Saved entries
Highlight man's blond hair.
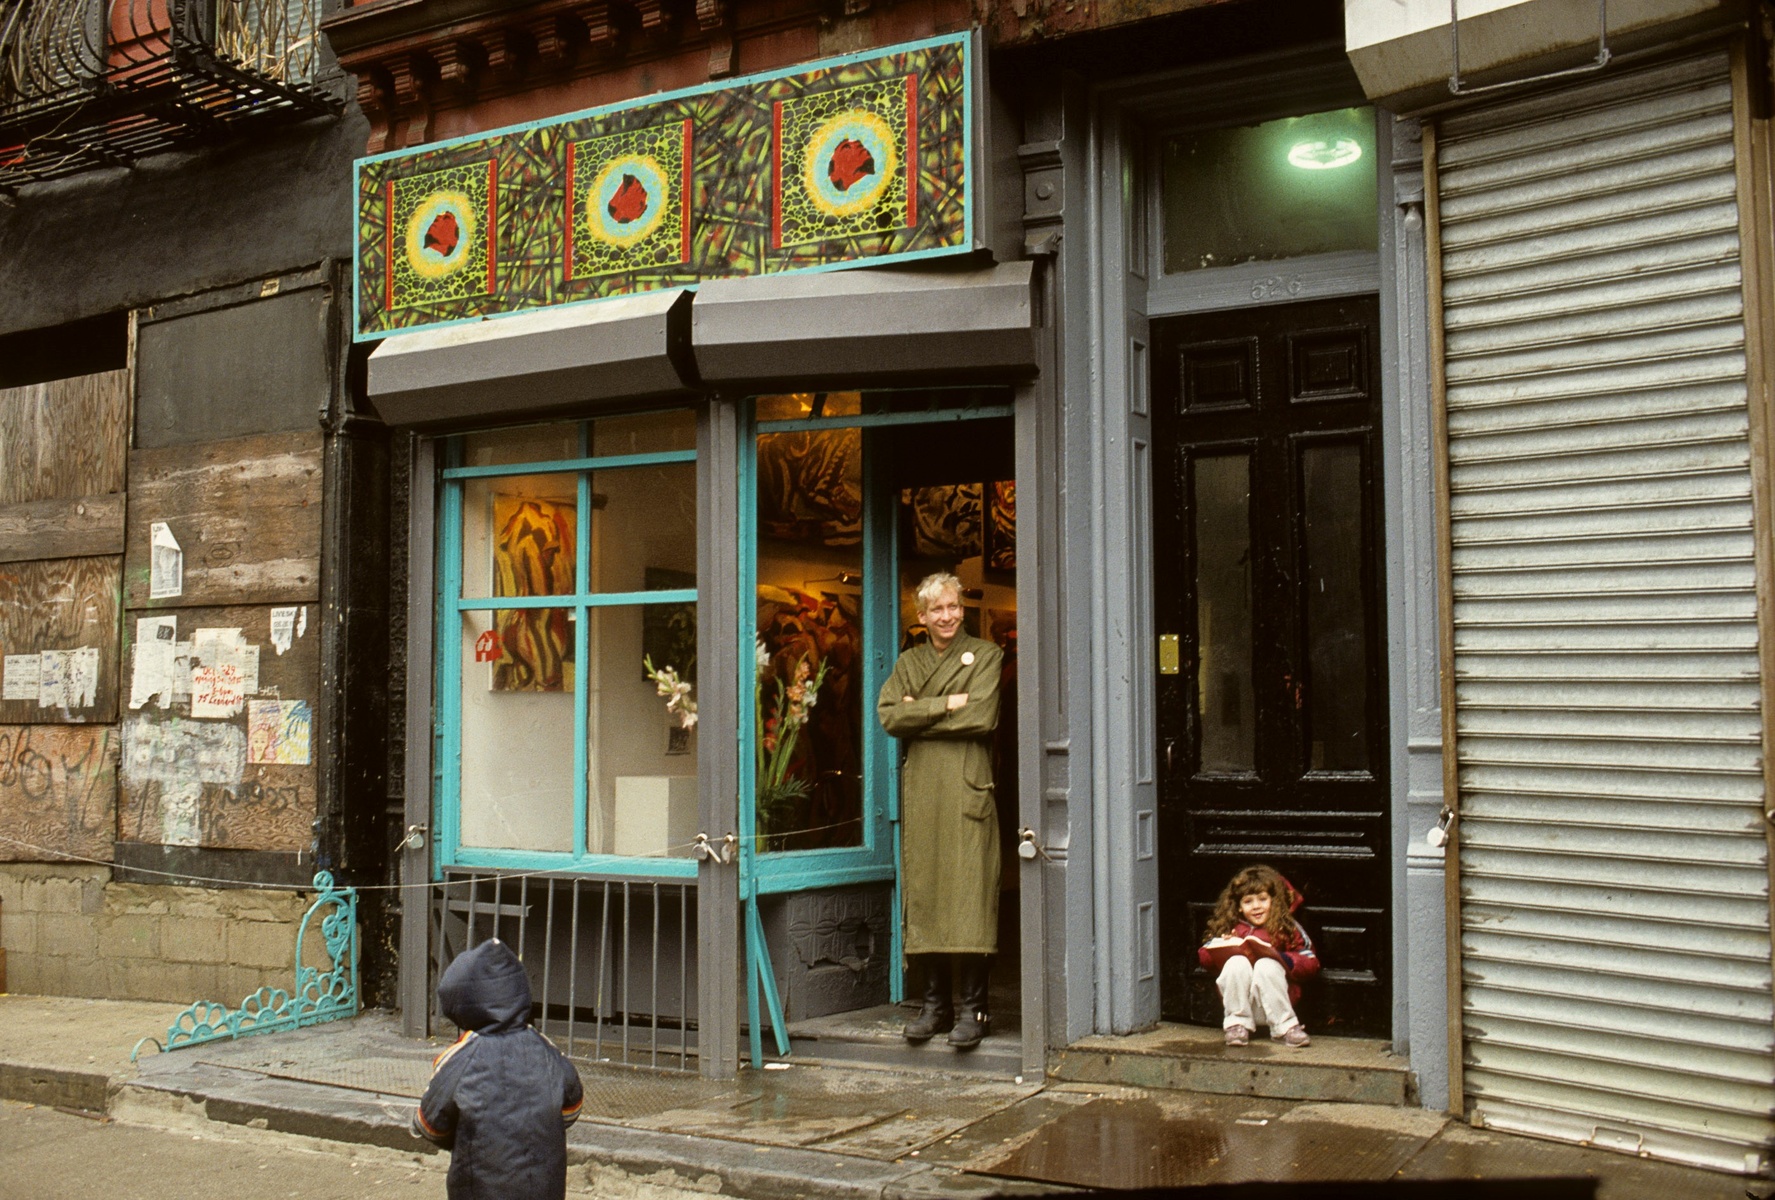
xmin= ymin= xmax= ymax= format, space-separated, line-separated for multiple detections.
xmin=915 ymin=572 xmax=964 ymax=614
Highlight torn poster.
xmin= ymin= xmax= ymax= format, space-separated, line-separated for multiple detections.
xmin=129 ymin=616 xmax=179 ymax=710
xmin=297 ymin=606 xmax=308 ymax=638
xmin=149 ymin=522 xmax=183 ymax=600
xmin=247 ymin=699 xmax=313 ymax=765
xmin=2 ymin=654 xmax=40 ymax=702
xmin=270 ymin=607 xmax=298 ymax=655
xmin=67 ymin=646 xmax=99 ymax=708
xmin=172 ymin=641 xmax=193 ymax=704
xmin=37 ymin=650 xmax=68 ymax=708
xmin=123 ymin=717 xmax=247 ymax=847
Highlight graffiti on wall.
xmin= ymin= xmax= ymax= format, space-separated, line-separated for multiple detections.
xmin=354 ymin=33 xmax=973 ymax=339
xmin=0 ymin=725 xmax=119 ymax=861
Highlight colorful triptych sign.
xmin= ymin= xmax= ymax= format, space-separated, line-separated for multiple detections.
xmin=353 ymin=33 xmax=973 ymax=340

Problem requirements —
Write out each line again, exactly as it appears above, except for any picture.

Answer to the problem —
Highlight man's blond hair.
xmin= ymin= xmax= ymax= format, space-separated, line-separated for multiple detections.
xmin=915 ymin=572 xmax=964 ymax=614
Highlight torn poster.
xmin= ymin= xmax= ymax= format, space-separated, line-separated for multiple detections.
xmin=129 ymin=616 xmax=179 ymax=710
xmin=297 ymin=606 xmax=308 ymax=638
xmin=149 ymin=522 xmax=183 ymax=600
xmin=247 ymin=699 xmax=313 ymax=765
xmin=2 ymin=654 xmax=40 ymax=702
xmin=270 ymin=607 xmax=298 ymax=655
xmin=67 ymin=646 xmax=99 ymax=708
xmin=172 ymin=641 xmax=193 ymax=704
xmin=37 ymin=650 xmax=68 ymax=708
xmin=123 ymin=717 xmax=247 ymax=847
Highlight graffiti on wall.
xmin= ymin= xmax= ymax= format, space-separated, line-separated for multiple detections.
xmin=354 ymin=33 xmax=973 ymax=339
xmin=0 ymin=725 xmax=119 ymax=861
Highlight colorful triptych sign.
xmin= ymin= xmax= ymax= format, space-separated, line-separated for multiple detections.
xmin=353 ymin=33 xmax=973 ymax=340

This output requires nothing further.